Después de nuestra patria no estimamos los españoles a ninguna de las naciones modernas tanto como a la inmortal Italia. Tenemos de común con ella nuestra sangre, y casi, casi nuestro idioma; pues el español y el italiano parecen dos derivaciones de una sola y misma madre. Si la República francesa nos asegura el predominio de la democracia en el continente para todo lo que resta de siglo, la independencia italiana resulta un dato importantísimo en los progresos universales; primero, porque nos da un pueblo libre más en el concierto europeo, aumentando las fuerzas progresivas del conjunto; después, porque nos liberta del poder temporal teocrático, ese arrebol postrero de la disipada Edad Media. Pero no puede negarse que Italia libre ha desatendido deberes muy altos al desasirse de Francia por cuestión tan baladí como el protectorado tunecino e ingresar en la triste alianza de los Imperios centrales, encaminada contra la libertad y la democracia modernas. Jamás desistiré de mi constante predicación a favor de una inteligencia entre Italia y Francia. El día que cayera la República se vería muy amenazada la unidad italiana, y el día que cayera la unidad italiana se vería muy amenazada la República francesa, por el inevitable predominio de la reacción universal, contraria de todo en todo a esas dos creaciones supremas del espíritu moderno.

● **Instrucción dada**
Extrae completo el texto sobre Italia, sin alterar ni una palabra.

● **Líneas de datos**
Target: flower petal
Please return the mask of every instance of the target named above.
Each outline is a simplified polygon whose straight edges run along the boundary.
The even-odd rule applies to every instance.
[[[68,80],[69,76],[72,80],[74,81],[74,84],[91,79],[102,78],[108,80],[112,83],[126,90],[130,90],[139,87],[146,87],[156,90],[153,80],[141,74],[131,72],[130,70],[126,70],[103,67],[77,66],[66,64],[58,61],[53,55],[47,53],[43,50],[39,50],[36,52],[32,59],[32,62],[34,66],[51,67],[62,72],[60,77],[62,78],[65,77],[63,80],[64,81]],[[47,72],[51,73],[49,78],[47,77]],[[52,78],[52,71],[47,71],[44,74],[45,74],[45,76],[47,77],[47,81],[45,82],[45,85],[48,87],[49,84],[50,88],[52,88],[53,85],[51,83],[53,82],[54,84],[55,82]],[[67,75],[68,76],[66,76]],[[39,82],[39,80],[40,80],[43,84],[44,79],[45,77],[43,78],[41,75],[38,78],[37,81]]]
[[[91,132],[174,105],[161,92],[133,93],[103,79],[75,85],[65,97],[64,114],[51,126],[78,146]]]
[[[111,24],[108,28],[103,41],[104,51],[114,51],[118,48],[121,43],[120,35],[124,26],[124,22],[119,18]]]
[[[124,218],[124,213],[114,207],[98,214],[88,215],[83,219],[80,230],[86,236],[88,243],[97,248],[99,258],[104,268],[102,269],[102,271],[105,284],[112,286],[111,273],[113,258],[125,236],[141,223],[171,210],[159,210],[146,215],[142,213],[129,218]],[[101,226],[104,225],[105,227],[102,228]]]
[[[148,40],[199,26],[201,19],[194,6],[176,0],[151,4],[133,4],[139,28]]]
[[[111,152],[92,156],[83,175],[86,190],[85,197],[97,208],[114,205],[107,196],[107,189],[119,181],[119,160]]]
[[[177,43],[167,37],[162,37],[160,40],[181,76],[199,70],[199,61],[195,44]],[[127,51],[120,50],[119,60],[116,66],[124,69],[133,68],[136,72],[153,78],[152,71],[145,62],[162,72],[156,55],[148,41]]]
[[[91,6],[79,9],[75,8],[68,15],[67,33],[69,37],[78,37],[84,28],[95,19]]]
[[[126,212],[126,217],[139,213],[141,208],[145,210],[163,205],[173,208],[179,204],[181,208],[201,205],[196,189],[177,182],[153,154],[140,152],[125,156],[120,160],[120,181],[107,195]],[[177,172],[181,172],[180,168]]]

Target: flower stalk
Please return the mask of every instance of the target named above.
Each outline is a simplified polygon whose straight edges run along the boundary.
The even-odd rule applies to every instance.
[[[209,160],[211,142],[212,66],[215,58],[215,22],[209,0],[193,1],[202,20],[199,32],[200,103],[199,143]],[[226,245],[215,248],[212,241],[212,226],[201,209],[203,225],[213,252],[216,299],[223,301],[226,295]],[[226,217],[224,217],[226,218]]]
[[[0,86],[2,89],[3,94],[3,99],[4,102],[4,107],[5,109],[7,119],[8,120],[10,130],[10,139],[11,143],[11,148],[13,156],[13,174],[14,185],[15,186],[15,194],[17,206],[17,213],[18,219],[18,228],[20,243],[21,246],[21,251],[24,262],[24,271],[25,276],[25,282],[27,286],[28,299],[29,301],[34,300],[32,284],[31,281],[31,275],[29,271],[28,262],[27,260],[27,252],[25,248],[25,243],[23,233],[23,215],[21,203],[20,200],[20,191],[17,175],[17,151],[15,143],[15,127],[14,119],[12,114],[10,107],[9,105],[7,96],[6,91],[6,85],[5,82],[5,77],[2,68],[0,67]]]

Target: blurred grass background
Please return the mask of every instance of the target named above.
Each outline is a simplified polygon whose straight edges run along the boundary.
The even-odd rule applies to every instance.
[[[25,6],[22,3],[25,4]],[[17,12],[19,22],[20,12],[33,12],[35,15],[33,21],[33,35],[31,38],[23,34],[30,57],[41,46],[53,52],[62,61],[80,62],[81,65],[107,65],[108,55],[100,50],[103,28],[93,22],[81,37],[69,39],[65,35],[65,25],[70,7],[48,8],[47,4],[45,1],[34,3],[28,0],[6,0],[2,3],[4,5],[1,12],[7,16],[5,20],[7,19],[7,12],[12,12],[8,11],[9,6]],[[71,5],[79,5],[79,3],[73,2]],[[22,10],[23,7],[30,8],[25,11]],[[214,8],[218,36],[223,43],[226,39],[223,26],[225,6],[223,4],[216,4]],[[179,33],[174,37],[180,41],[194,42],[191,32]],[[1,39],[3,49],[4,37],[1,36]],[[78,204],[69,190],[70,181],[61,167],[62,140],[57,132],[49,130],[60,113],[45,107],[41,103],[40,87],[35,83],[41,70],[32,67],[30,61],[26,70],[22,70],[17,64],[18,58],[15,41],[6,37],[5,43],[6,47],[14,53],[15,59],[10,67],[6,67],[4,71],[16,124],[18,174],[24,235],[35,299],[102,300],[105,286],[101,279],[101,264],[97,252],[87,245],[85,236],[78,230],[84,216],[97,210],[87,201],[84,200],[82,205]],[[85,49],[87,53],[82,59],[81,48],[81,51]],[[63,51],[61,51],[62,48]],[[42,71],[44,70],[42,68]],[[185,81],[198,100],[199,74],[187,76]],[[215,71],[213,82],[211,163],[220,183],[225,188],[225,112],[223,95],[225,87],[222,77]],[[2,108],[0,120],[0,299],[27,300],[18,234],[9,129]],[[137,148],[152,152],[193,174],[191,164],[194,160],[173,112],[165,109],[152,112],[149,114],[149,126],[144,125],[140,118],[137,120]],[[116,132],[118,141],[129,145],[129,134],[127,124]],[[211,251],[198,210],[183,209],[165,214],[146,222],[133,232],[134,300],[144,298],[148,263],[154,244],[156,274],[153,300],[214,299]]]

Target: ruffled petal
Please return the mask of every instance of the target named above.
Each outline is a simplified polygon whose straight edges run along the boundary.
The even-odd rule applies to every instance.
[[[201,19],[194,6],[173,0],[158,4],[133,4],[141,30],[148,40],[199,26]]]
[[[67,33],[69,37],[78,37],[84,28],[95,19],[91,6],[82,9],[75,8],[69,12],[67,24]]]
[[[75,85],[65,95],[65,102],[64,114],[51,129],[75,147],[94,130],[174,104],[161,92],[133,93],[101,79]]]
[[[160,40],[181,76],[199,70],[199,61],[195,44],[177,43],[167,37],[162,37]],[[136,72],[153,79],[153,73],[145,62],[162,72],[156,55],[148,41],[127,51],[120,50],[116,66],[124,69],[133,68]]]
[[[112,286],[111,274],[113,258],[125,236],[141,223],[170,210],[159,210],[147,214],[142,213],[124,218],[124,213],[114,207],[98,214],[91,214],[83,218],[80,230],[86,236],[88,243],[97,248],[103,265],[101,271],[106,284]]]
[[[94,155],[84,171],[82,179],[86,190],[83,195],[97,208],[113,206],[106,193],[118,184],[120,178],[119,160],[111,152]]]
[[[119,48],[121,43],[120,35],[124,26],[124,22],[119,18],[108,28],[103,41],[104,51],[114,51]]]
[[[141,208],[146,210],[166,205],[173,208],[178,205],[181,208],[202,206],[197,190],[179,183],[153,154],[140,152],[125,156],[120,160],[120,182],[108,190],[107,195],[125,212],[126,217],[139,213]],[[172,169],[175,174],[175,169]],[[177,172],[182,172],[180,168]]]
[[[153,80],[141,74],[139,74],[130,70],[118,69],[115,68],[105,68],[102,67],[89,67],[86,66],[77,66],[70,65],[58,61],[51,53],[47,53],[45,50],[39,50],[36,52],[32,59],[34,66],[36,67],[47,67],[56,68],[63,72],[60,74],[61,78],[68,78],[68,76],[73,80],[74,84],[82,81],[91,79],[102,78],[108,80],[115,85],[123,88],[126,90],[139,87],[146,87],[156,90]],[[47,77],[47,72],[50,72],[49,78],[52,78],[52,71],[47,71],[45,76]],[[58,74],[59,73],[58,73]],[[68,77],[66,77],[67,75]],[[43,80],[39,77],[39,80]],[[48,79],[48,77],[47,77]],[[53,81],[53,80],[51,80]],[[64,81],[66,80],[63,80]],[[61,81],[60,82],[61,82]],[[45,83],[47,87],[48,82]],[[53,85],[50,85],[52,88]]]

● **Resultado**
Después de nuestra patria no estimamos los españoles a ninguna de las naciones modernas tanto como a la inmortal Italia. Tenemos de común con ella nuestra sangre, y casi, casi nuestro idioma; pues el español y el italiano parecen dos derivaciones de una sola y misma madre. Si la República francesa nos asegura el predominio de la democracia en el continente para todo lo que resta de siglo, la independencia italiana resulta un dato importantísimo en los progresos universales; primero, porque nos da un pueblo libre más en el concierto europeo, aumentando las fuerzas progresivas del conjunto; después, porque nos liberta del poder temporal teocrático, ese arrebol postrero de la disipada Edad Media. Pero no puede negarse que Italia libre ha desatendido deberes muy altos al desasirse de Francia por cuestión tan baladí como el protectorado tunecino e ingresar en la triste alianza de los Imperios centrales, encaminada contra la libertad y la democracia modernas. Jamás desistiré de mi constante predicación a favor de una inteligencia entre Italia y Francia. El día que cayera la República se vería muy amenazada la unidad italiana, y el día que cayera la unidad italiana se vería muy amenazada la República francesa, por el inevitable predominio de la reacción universal, contraria de todo en todo a esas dos creaciones supremas del espíritu moderno.